CONSIGNE:
Répondez aux questions suivantes à l'aide de l'extrait sur William Morris.
(a) Quel âge Morris avait-il en 1890 ?
(b) Pendant combien de temps la maison de décoration qu'il avait fondée avait-elle mené le combat contre la laideur et le faux luxe ?
(c) Dans les conflits sociaux, de qui Morris a-t-il présenté la défense en toutes circonstances ?

EXTRAIT CHOISI:

============

Vidalenc - William Morris/4
La décadence de l’imprimerie au XIXe siècle. — Les idées de William Morris sur l’architecture du livre. — L’impression des œuvres de Chaucer. — La mort de William Morris.
En 1890 Morris avait cinquante-six ans, il avait derrière lui une œuvre artistique et littéraire si considérable qu’elle lui valait le respect de tous et l’admiration de beaucoup et qu’elle eût été plus que suffisante pour assurer sa gloire. Pendant près de trente années, la maison de décoration qu’il avait fondée avait mené le bon combat contre la laideur et le faux luxe, et plus qu’aucune autre contribué à l’éducation artistique du peuple anglais. Si dans l’ameublement, dans la décoration des maisons ou des édifices publics, commençaient à apparaître plus de simplicité, une adaptation mieux comprise des objets à leur véritable destination, c’est en grande partie à Morris, à sa prédication, à son exemple qu’on le devait.
Il ne s’était pas contenté de vivre pour son art, jalousement retiré dans son atelier, il avait voulu se mêler à la vie et aux luttes de son temps. En toute sincérité il avait pris parti dans les conflits sociaux et présenté en toutes circonstances la défense des faibles. Sans souscrire à toutes ses théories politiques et sociales, sans faire nôtres toutes ses revendications nous voulons cependant signaler la franchise de son attitude, l’ardeur généreuse de son effort. Sur ce point encore il a tenté l’éducation du peuple anglais en attirant l’attention de tous sur ces redoutables problèmes économiques et sociaux que beaucoup s’obstinaient à nier.

============

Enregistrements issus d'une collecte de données
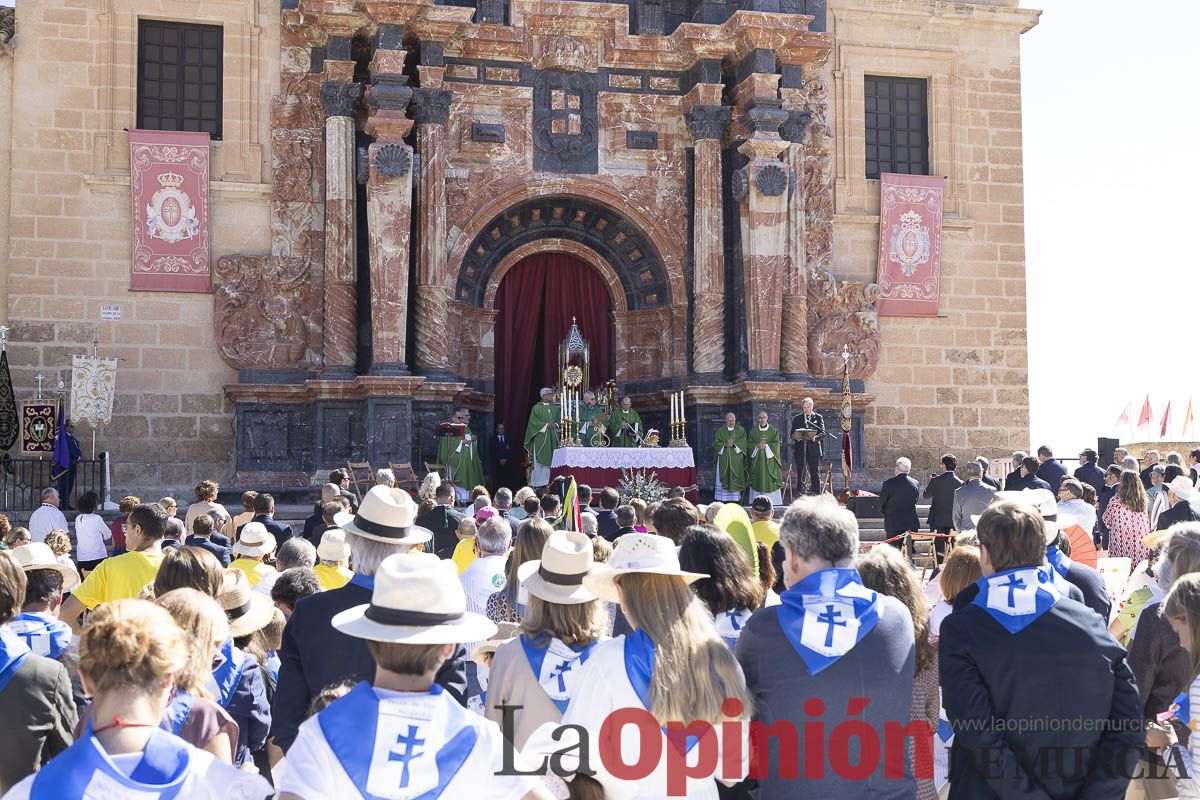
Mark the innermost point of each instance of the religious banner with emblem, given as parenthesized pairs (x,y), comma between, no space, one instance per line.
(39,422)
(93,385)
(910,245)
(169,179)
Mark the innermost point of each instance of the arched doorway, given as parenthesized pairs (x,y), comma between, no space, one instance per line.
(534,306)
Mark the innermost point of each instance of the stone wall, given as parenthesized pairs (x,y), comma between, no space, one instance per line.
(69,250)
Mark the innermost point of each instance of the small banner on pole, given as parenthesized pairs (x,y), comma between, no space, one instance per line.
(93,385)
(910,245)
(169,180)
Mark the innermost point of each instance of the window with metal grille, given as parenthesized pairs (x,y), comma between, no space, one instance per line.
(179,77)
(897,119)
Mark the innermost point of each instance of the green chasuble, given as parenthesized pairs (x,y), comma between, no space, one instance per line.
(586,429)
(731,459)
(540,443)
(766,473)
(622,438)
(461,457)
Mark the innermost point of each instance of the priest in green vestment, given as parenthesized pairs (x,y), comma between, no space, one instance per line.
(625,426)
(766,468)
(461,458)
(730,451)
(587,413)
(541,438)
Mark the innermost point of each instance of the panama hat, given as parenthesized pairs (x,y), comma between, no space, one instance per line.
(255,540)
(247,611)
(39,555)
(636,553)
(385,515)
(334,546)
(557,577)
(417,600)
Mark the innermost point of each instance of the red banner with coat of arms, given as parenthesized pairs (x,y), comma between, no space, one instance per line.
(169,179)
(910,245)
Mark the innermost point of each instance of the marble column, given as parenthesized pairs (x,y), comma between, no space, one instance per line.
(761,190)
(707,125)
(431,108)
(389,203)
(340,344)
(795,328)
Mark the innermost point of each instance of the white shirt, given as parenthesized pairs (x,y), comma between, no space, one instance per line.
(45,519)
(208,780)
(90,535)
(315,773)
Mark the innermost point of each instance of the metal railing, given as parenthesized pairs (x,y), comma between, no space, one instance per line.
(22,480)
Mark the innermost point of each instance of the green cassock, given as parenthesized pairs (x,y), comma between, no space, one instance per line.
(540,444)
(587,431)
(766,470)
(731,461)
(622,438)
(461,458)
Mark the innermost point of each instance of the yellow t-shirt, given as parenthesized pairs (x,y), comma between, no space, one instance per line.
(333,577)
(121,577)
(465,553)
(766,531)
(253,569)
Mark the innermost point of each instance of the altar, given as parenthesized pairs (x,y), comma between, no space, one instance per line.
(603,467)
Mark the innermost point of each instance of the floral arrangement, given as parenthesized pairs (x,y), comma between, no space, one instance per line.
(636,483)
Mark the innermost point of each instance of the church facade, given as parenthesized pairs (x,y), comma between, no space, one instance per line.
(383,166)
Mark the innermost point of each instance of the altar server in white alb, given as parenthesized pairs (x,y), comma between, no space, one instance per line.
(402,737)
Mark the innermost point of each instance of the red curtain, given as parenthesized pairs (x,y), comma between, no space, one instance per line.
(535,304)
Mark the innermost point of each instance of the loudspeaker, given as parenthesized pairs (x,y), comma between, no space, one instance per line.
(1104,450)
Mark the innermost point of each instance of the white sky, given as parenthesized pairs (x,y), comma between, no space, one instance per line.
(1111,175)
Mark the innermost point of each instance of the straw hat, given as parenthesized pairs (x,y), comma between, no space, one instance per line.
(417,600)
(557,577)
(255,540)
(385,515)
(247,609)
(39,555)
(636,553)
(334,546)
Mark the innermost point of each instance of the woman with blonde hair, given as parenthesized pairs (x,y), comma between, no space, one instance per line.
(539,671)
(192,714)
(509,603)
(1127,519)
(673,665)
(131,654)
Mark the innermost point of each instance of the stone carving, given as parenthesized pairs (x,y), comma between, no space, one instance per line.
(341,98)
(393,161)
(843,316)
(431,106)
(772,180)
(261,308)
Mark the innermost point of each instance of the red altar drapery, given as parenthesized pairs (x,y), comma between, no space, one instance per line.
(535,304)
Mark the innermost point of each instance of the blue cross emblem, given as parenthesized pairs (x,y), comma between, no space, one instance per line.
(409,743)
(559,671)
(833,619)
(1013,584)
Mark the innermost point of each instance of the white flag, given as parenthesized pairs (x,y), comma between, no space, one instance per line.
(93,385)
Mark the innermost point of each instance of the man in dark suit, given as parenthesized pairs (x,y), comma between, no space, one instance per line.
(1050,469)
(442,519)
(315,655)
(807,455)
(898,503)
(1089,471)
(984,653)
(1179,492)
(1013,481)
(940,492)
(264,507)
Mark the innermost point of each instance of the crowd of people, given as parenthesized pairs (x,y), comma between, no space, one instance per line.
(453,639)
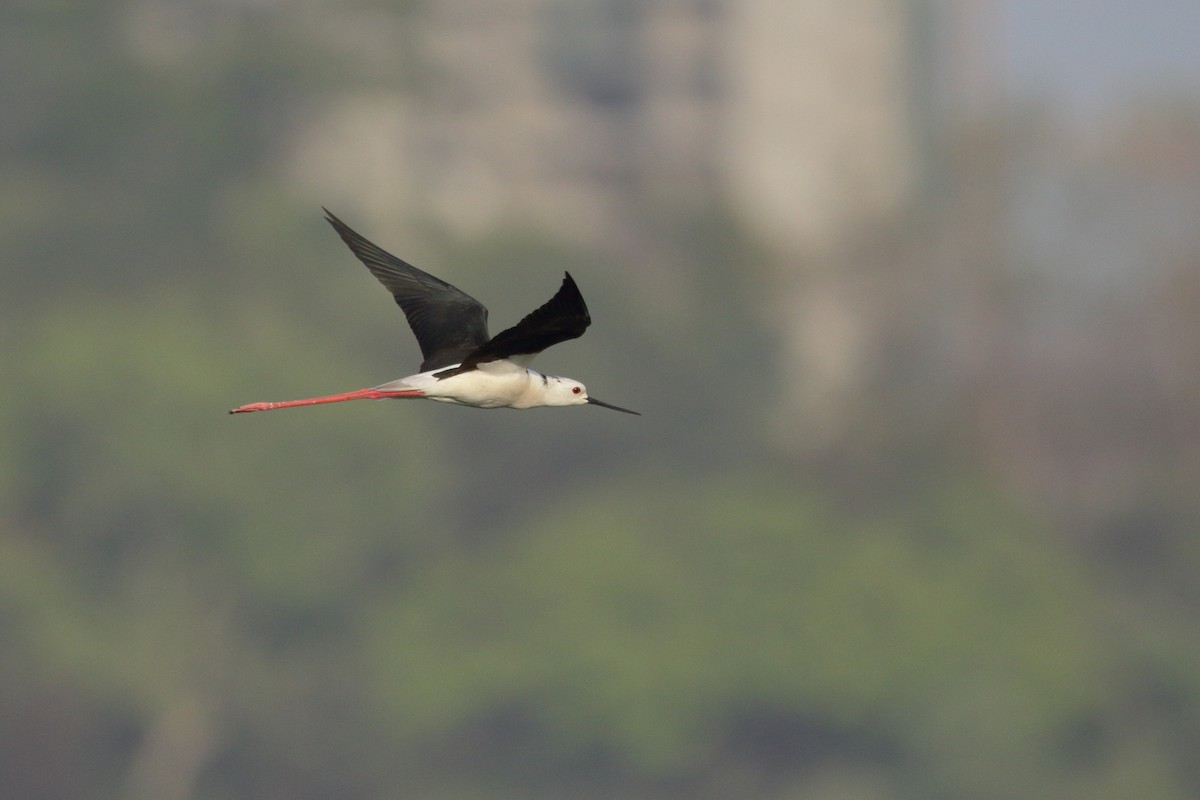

============

SOLUTION:
(a) Il avait cinquante-six ans.
(b) Pendant près de trente années.
(c) La défense des faibles.